# can u superglue beeswax?



## avalonweddingsbcs (May 2, 2010)

Was reading this http://www.beesource.com/resources/...queen-cells-without-grafting-cut-cell-method/ and thought it would be cool to be able to superglue the wax onto the frames instead of melting wax and all that is associated with it..

any comments?


----------



## Michael Bush (Aug 2, 2002)

For 200 years or more beekeepers have worked to avoid adding anything that contaminates the beeswax as it's always being recycled and/or harvested. If it would stick (and I doubt it) I wouldn't use it.

The Hopkins method would avoid the need for waxing it...

http://www.bushfarms.com/beesqueenrearing.htm#hopkinsmethod
http://www.bushfarms.com/beeshopkinsmethod.htm


----------



## Daniel Y (Sep 12, 2011)

Superglue does not adhere to wax. It is one method of keeping it off of neighboring surfaces when using it.


----------



## KevinR (Apr 30, 2010)

Sounds too much like work.

I just roll up a little bit of wax and heat it with a lighter. If you make it into a point, the wax will drip where you need it.

With that said, don't burn your fingers.


----------



## Gypsi (Mar 27, 2011)

candle works great, I've tried it.


----------

_Information provided_.
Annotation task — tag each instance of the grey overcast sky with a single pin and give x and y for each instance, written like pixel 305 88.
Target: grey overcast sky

_To be done_. Copy the beeswax superglue thread word for word between "I just roll" and "(Mar 27, 2011)", inclusive.

_Result of this exercise_.
I just roll up a little bit of wax and heat it with a lighter. If you make it into a point, the wax will drip where you need it.

With that said, don't burn your fingers.


----------



## Gypsi (Mar 27, 2011)